● **Objetivos**
(a) Resume en una lista breve el párrafo de la reseña que empieza con "Christopher Domínguez Michael es un crítico literario", sin perder sus datos principales.
(b) Devuelve, por favor, sin cambios el fragmento de la reseña entre "Revista de Crítica" y "últimos 40 años.", ambos incluidos.

● **Pasaje seleccionado**
------------------------------------------------------------
Revista de Crítica ISSN 2954-4904
Literatura


Christopher Domínguez Michael, Maiakovski punk y otras figuras del siglo XXI, Taurus, Ciudad de México, 2022, 648 pp.


Christopher Domínguez Michael es un crítico literario. Bastaría para confirmar este aserto que ha sido el único en presentarse como tal: no es crítico de ocasión, como aquellos poetas que fingen abandonar el verso para atender la obra de sus pares, ni como el novelista que reseña a solicitud del amigo o del editor. Es crítico literario pues escribe parasitariamente con orgullo. El crítico no crea, vive de la creación ajena tanto como el parásito de su huésped. Y Domínguez Michael se ha complacido con ello durante los últimos 40 años.
------------------------------------------------------------
● **Entradas extraídas**

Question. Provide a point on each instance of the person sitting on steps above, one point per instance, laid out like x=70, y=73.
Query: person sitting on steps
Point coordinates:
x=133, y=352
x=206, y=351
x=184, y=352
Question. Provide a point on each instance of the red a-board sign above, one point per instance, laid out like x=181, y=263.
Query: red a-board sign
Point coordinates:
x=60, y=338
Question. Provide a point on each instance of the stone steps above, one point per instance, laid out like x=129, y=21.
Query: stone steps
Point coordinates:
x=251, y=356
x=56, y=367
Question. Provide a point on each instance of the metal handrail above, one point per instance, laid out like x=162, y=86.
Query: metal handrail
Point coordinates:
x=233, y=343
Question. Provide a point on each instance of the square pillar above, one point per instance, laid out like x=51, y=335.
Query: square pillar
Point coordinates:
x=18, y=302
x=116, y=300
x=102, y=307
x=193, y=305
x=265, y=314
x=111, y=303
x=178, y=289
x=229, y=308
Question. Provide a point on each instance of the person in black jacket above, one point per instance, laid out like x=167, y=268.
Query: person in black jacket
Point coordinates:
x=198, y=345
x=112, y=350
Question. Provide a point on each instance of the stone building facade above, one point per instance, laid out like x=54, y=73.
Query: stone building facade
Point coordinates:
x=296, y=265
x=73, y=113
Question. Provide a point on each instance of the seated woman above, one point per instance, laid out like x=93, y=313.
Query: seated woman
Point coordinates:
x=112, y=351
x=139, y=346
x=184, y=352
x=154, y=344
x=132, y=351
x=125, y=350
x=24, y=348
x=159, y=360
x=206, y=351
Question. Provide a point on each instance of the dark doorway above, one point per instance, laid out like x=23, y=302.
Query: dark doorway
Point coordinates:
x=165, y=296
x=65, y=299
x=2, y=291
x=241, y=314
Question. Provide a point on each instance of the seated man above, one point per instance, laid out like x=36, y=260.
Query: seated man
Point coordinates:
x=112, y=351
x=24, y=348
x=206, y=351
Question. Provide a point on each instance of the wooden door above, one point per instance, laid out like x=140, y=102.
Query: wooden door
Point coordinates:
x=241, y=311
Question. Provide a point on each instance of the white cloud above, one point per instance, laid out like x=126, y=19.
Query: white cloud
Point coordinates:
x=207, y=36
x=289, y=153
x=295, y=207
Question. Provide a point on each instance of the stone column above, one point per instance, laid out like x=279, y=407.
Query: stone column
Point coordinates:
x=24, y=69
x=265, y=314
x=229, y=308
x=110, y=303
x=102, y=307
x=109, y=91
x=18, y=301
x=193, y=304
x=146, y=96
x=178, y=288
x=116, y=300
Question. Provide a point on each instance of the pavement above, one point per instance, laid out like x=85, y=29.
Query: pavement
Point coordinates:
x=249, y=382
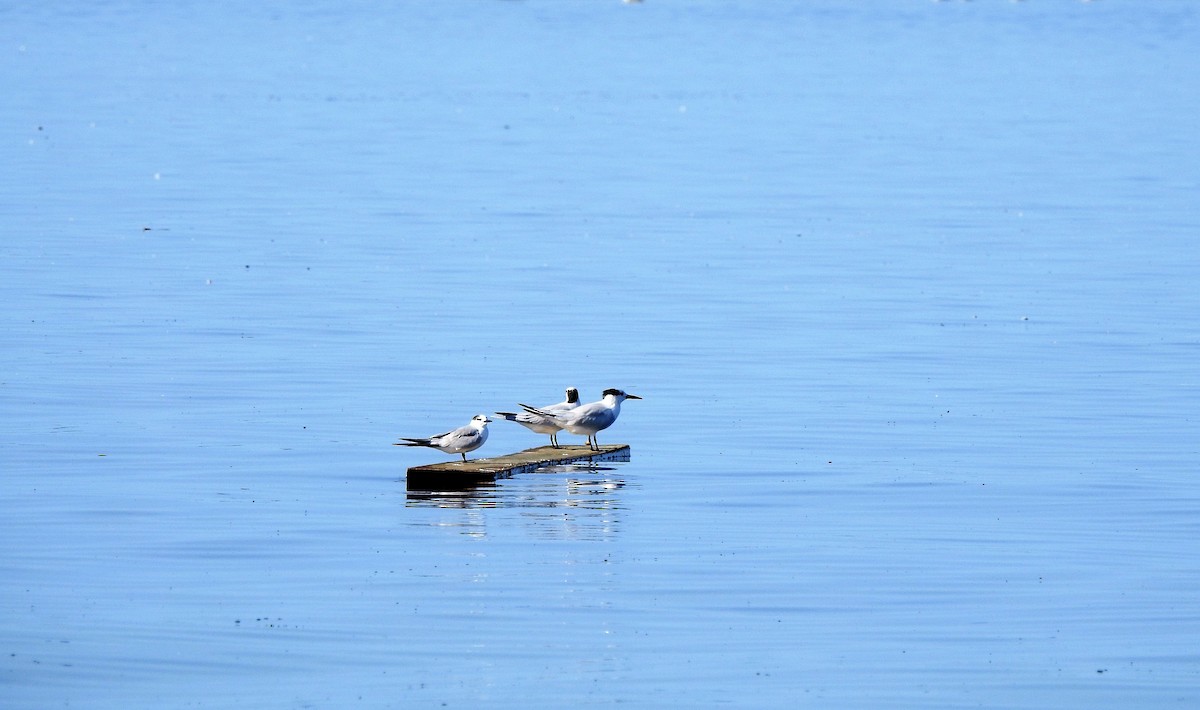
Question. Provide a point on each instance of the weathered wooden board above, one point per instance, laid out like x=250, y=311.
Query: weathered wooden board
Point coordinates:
x=453, y=475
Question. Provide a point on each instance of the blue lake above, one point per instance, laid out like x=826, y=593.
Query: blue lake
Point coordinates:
x=909, y=289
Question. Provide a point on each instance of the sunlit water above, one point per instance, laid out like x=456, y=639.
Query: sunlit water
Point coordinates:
x=909, y=289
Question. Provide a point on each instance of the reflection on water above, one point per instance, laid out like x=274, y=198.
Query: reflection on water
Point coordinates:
x=577, y=501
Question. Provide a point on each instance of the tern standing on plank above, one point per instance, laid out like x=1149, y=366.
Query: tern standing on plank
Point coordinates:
x=540, y=422
x=460, y=440
x=588, y=419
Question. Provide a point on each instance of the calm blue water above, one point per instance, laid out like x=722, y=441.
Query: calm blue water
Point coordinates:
x=909, y=289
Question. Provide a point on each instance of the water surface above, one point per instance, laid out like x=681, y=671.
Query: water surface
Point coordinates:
x=909, y=290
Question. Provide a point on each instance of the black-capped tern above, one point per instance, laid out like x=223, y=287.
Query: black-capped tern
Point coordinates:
x=540, y=422
x=588, y=419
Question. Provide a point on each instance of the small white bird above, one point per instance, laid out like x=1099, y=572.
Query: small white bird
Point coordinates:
x=588, y=419
x=460, y=440
x=541, y=423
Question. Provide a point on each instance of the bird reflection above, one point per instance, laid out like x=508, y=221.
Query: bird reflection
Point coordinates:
x=565, y=501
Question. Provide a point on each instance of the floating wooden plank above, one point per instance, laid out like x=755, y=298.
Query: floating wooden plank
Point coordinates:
x=453, y=475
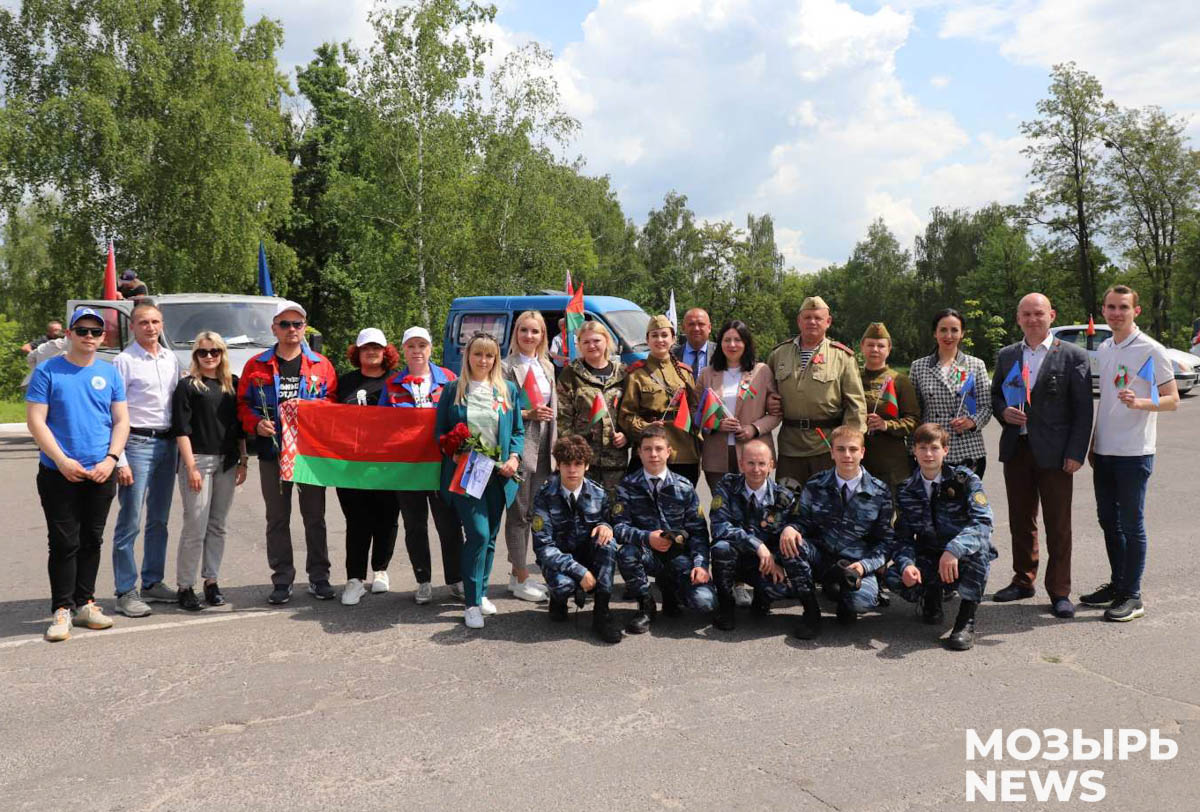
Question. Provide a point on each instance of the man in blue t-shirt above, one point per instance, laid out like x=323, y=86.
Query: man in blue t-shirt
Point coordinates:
x=76, y=410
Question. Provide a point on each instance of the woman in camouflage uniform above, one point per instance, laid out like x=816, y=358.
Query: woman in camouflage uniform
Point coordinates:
x=652, y=386
x=595, y=372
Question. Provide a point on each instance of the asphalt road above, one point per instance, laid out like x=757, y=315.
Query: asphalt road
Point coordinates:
x=393, y=705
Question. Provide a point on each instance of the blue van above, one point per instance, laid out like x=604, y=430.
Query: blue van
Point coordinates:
x=495, y=314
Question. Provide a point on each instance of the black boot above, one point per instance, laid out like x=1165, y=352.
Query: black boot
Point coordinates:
x=641, y=621
x=931, y=605
x=604, y=625
x=557, y=609
x=724, y=618
x=809, y=625
x=963, y=635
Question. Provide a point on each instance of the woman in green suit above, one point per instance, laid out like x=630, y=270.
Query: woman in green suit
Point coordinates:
x=487, y=406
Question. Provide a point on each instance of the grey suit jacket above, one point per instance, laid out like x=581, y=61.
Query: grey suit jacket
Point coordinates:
x=1060, y=409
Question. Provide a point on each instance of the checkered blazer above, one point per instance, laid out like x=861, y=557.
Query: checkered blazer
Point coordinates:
x=940, y=402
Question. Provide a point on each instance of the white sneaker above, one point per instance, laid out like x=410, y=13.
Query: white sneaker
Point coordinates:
x=528, y=590
x=354, y=591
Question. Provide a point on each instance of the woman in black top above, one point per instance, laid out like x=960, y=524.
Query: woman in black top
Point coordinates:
x=371, y=516
x=211, y=464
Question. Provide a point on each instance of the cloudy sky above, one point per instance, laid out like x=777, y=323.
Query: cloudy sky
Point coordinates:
x=823, y=113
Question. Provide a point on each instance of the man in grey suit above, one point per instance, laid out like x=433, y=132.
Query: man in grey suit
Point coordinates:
x=695, y=350
x=1043, y=444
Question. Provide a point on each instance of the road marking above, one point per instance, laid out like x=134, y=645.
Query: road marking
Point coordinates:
x=131, y=630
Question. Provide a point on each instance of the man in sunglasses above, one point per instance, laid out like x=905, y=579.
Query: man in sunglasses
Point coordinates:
x=147, y=470
x=76, y=411
x=287, y=371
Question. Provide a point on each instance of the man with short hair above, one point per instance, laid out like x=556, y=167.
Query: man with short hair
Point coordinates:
x=287, y=371
x=1137, y=382
x=76, y=413
x=1042, y=446
x=819, y=390
x=147, y=470
x=695, y=349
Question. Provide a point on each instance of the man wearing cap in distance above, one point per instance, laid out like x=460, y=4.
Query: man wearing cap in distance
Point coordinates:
x=419, y=385
x=145, y=474
x=76, y=413
x=289, y=370
x=819, y=389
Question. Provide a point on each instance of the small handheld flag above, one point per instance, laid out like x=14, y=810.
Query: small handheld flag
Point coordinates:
x=1146, y=372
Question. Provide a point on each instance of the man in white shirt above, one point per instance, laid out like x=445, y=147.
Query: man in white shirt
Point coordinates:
x=1137, y=382
x=147, y=470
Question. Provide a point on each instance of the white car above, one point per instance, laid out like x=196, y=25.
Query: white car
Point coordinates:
x=1186, y=365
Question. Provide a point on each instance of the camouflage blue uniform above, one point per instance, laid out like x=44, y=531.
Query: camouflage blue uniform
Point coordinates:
x=562, y=537
x=738, y=531
x=636, y=512
x=957, y=521
x=858, y=531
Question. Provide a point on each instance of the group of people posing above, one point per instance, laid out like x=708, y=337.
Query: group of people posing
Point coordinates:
x=875, y=481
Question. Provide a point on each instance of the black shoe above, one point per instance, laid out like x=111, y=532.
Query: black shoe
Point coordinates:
x=645, y=615
x=189, y=601
x=931, y=611
x=1102, y=596
x=809, y=625
x=1013, y=593
x=1125, y=608
x=557, y=609
x=321, y=590
x=724, y=618
x=604, y=625
x=213, y=595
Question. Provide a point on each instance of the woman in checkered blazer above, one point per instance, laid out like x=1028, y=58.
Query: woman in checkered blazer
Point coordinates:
x=954, y=391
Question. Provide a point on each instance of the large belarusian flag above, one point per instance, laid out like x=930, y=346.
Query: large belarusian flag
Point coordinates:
x=353, y=446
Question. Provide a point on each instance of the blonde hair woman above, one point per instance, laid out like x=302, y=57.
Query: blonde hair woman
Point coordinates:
x=528, y=360
x=213, y=463
x=487, y=406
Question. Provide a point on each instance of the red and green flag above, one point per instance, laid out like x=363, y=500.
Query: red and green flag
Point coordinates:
x=574, y=319
x=353, y=446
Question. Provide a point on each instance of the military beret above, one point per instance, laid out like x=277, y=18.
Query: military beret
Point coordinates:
x=876, y=330
x=660, y=323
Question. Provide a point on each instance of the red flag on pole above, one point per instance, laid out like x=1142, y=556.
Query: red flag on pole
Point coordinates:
x=111, y=276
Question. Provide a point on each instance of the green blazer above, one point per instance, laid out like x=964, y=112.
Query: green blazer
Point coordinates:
x=509, y=435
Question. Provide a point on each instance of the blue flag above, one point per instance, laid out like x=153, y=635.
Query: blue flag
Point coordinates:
x=967, y=394
x=1147, y=373
x=264, y=275
x=1014, y=388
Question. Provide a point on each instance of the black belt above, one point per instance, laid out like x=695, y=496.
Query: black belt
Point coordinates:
x=156, y=433
x=804, y=422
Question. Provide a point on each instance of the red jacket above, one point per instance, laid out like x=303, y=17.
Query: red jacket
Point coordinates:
x=258, y=392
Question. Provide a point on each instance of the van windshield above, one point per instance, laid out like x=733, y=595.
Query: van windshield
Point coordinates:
x=241, y=324
x=630, y=326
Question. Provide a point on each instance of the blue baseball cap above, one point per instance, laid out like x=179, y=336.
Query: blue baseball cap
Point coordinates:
x=85, y=312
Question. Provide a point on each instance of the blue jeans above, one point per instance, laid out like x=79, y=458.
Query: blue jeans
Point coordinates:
x=153, y=462
x=1120, y=486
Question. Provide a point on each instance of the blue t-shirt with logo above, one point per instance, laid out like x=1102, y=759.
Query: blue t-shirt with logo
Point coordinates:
x=81, y=406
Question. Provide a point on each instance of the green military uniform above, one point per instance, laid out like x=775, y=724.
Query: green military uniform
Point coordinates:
x=825, y=394
x=577, y=388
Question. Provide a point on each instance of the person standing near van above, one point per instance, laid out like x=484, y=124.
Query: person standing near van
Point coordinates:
x=76, y=411
x=147, y=470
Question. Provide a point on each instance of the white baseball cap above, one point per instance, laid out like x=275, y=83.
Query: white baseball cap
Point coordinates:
x=285, y=306
x=371, y=336
x=415, y=332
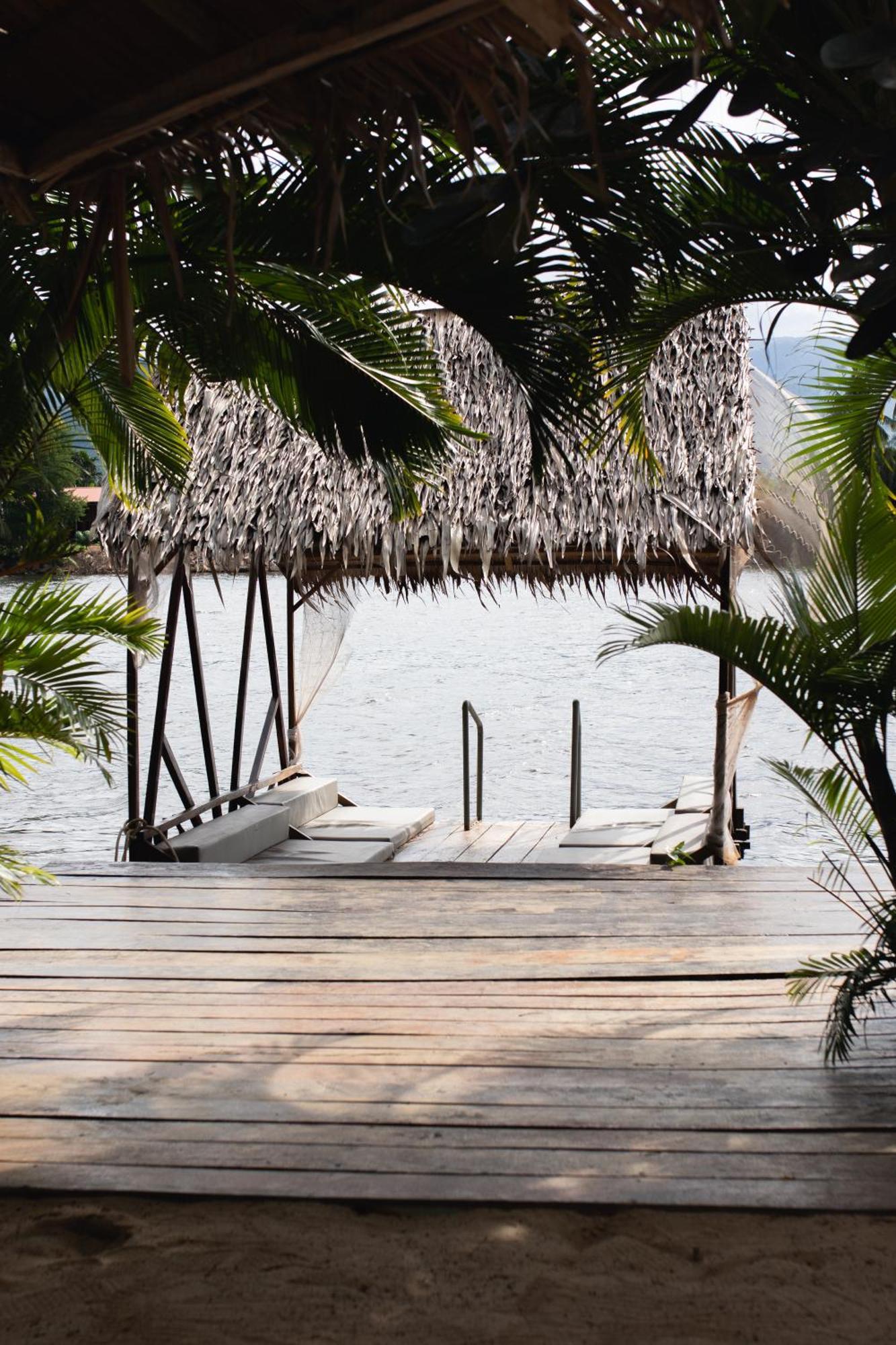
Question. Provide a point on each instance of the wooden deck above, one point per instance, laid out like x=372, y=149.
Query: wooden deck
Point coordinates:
x=436, y=1032
x=486, y=843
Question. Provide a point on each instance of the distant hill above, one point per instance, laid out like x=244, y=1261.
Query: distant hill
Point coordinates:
x=791, y=361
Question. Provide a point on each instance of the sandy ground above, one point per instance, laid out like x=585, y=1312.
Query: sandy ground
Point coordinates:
x=150, y=1270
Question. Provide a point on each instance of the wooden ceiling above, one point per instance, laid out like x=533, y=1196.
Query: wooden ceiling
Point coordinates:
x=89, y=85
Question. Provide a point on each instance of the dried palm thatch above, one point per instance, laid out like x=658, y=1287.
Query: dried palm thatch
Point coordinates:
x=257, y=488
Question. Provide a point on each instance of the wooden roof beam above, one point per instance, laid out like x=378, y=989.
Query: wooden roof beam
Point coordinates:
x=274, y=57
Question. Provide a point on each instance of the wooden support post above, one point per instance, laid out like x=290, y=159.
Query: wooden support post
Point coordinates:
------------------------------------------------------------
● **Respuestas**
(a)
- Christopher Domínguez Michael es un crítico literario y ha sido el único en presentarse como tal.
- No es crítico de ocasión como los poetas que reseñan a sus pares ni como el novelista que reseña a pedido de un amigo o del editor.
- Escribe parasitariamente y con orgullo: el crítico no crea, sino que vive de la creación ajena como el parásito de su huésped.
- Se ha complacido en ello durante los últimos 40 años.

(b)
Revista de Crítica ISSN 2954-4904
Literatura


Christopher Domínguez Michael, Maiakovski punk y otras figuras del siglo XXI, Taurus, Ciudad de México, 2022, 648 pp.


Christopher Domínguez Michael es un crítico literario. Bastaría para confirmar este aserto que ha sido el único en presentarse como tal: no es crítico de ocasión, como aquellos poetas que fingen abandonar el verso para atender la obra de sus pares, ni como el novelista que reseña a solicitud del amigo o del editor. Es crítico literario pues escribe parasitariamente con orgullo. El crítico no crea, vive de la creación ajena tanto como el parásito de su huésped. Y Domínguez Michael se ha complacido con ello durante los últimos 40 años.